> EXERCISE INSTRUCTIONS
Return exactly the lines from the "Target: tall rock formation" line through the last line of the entries below. Include no pictures.

* START DATA PROVIDED *

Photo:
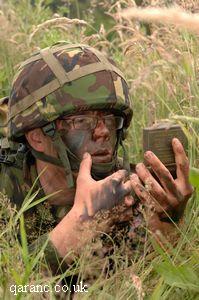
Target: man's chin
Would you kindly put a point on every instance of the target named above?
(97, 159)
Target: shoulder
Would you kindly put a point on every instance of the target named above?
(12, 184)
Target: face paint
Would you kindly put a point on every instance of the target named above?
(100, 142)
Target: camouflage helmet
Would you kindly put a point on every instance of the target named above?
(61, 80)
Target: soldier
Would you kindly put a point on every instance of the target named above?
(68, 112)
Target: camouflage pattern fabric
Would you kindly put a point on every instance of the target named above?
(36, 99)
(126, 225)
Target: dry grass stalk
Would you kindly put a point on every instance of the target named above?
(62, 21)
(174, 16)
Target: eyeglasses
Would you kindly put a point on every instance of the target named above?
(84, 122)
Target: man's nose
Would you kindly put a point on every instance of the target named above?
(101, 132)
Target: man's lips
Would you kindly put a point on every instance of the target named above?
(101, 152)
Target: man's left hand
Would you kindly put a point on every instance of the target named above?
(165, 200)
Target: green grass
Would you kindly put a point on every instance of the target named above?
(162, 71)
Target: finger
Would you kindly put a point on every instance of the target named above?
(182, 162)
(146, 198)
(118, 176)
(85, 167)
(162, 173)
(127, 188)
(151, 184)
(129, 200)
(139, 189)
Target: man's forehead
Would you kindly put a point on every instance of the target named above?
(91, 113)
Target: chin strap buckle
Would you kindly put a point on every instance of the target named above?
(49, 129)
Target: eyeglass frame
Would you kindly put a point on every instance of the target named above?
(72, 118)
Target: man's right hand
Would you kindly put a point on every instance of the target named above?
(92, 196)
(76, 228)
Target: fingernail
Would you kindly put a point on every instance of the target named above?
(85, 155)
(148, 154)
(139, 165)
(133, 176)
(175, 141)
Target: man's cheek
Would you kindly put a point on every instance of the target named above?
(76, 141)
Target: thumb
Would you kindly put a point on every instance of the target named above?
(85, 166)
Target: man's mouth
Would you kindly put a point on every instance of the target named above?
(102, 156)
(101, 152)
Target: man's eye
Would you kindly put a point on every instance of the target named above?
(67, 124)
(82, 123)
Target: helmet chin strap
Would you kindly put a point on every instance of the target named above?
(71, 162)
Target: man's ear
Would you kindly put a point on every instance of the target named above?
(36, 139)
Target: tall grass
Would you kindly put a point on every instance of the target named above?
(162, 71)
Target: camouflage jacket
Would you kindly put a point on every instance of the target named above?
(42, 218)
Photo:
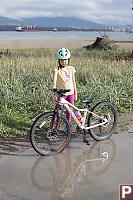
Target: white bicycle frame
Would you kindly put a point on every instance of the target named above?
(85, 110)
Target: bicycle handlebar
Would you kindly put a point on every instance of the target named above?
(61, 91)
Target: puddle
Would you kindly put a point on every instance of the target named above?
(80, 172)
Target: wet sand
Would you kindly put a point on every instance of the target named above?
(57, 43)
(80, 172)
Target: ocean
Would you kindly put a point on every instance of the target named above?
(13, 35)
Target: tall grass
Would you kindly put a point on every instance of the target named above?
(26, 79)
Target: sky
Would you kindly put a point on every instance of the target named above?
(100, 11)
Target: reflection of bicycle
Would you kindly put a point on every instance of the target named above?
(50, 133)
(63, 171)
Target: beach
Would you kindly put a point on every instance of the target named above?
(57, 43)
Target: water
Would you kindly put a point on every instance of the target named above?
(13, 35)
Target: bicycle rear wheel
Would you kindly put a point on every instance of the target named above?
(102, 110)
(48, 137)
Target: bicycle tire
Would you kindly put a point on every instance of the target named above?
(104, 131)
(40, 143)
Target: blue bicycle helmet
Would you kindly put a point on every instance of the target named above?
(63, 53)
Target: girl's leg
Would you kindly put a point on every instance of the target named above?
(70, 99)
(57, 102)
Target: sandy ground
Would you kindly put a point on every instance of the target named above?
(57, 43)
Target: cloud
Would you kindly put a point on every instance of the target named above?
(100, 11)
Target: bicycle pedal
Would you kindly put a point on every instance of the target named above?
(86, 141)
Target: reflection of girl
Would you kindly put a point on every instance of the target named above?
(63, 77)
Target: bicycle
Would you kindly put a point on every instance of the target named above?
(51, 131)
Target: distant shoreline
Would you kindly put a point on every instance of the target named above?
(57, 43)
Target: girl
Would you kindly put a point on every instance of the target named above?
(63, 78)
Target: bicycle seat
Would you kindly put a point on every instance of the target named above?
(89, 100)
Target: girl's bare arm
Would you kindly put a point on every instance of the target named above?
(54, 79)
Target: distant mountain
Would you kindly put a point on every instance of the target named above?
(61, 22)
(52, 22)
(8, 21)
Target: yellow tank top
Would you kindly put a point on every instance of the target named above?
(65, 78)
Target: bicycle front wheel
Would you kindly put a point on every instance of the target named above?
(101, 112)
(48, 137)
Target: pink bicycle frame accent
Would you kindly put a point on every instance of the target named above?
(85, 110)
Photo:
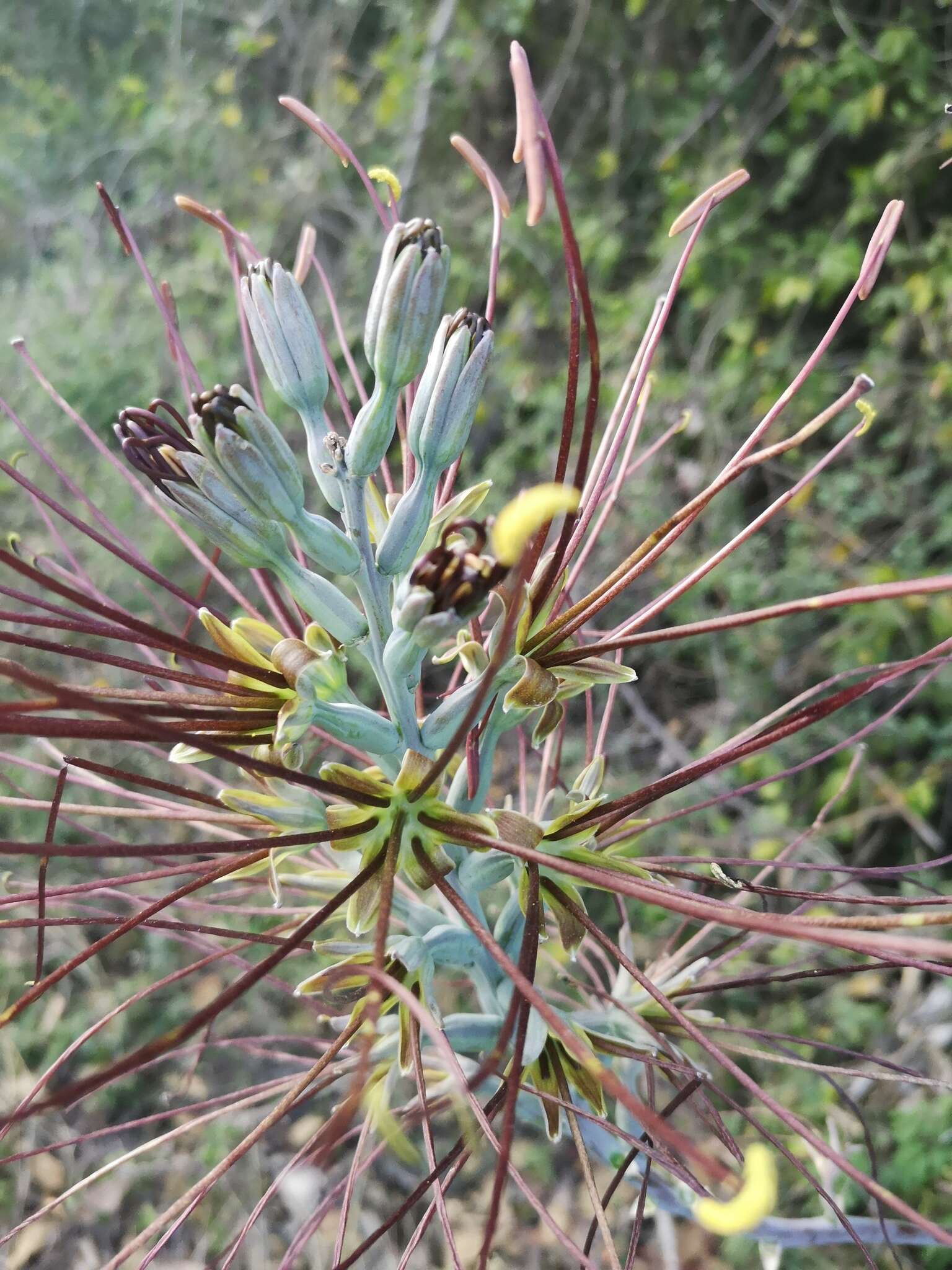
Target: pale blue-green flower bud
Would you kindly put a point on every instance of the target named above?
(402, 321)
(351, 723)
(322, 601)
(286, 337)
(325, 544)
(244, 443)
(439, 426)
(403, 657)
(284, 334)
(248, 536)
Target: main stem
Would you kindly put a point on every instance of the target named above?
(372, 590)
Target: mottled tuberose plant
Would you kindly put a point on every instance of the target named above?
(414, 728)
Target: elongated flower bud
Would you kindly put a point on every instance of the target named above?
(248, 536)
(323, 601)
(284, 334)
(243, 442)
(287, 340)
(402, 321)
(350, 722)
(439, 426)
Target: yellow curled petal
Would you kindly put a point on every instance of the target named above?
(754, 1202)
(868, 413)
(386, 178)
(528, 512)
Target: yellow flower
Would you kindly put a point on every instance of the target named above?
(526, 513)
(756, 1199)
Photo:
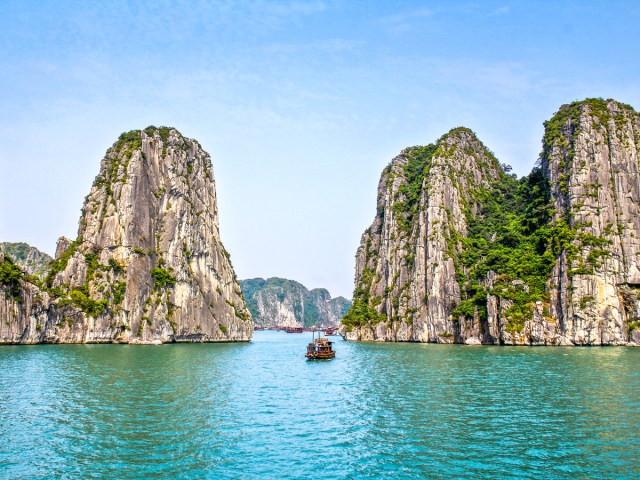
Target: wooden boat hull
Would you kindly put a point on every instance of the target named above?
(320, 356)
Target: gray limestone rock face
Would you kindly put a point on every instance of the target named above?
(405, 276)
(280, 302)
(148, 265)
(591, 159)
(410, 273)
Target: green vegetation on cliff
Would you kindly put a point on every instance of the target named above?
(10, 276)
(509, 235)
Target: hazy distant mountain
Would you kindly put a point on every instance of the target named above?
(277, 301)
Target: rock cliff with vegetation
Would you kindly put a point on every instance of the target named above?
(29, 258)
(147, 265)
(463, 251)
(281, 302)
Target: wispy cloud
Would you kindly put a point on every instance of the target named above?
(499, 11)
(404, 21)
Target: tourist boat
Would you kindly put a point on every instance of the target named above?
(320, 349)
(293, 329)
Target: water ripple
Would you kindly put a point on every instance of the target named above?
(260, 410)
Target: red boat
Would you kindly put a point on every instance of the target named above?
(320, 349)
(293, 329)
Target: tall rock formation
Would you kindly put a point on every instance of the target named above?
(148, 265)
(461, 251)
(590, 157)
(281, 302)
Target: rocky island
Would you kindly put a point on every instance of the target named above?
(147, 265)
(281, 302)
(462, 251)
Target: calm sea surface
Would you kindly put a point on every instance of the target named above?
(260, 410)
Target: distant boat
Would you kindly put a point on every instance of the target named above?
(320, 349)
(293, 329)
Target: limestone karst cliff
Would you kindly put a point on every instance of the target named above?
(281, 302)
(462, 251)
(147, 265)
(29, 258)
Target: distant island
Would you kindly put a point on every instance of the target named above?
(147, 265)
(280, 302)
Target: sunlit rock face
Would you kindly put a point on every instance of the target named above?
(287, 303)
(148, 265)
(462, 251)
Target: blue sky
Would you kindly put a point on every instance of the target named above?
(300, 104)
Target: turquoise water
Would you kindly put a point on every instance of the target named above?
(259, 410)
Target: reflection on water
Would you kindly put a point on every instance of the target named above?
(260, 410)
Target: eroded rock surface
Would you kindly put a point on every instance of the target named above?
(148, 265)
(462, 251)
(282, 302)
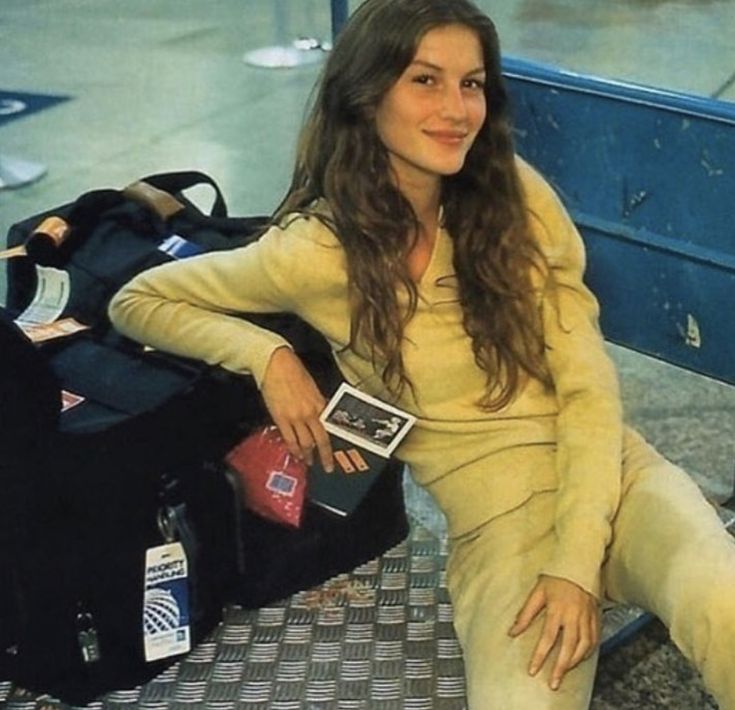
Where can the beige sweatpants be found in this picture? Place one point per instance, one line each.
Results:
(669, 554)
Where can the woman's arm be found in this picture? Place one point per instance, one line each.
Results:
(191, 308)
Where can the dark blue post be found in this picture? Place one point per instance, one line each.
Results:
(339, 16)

* END DATA PROVIDED *

> EXERCISE SOLUTION
Target: tall rock formation
Would you kindly put a point on every instance of the target named above?
(148, 265)
(461, 251)
(590, 157)
(281, 302)
Target: rocky island
Would you kindly put a point on every instance of the target named above?
(147, 265)
(281, 302)
(462, 251)
Target: calm sea surface
Would you kindly put a point on every instance of the target named above?
(260, 410)
Target: distant boat
Would you kindly put a point on every instance of the target named above?
(320, 349)
(293, 329)
Target: limestone karst cliff
Would you kindly put a point on every instance of the target named above?
(281, 302)
(462, 251)
(147, 265)
(29, 258)
Target: distant island
Would you kindly put a point on every instance of the target named above?
(147, 265)
(280, 302)
Target: sunlit rock face
Would you kindly put a point on every instance of the target named above?
(287, 303)
(148, 265)
(462, 251)
Target: blue sky
Would you kindly put a point on every instance of the target named above?
(300, 104)
Target: turquoise water
Would you kindly put a point on every instance of the target named above?
(259, 410)
Target: reflection on water
Would you kindly put a point on every instance of the target named above?
(260, 410)
Target: eroded rock surface
Would you kindly put a point on every instance of the target named above?
(148, 265)
(462, 251)
(282, 302)
Where can the beige sweatpants be found in this picture? Place one point per instance, one line each.
Results:
(669, 554)
Where can the woman's arm be found in this picture? Place one point per instance, one line each.
Results:
(191, 308)
Where can the dark blue post be found in this picture? Place one point per instance, one line each.
Results:
(339, 16)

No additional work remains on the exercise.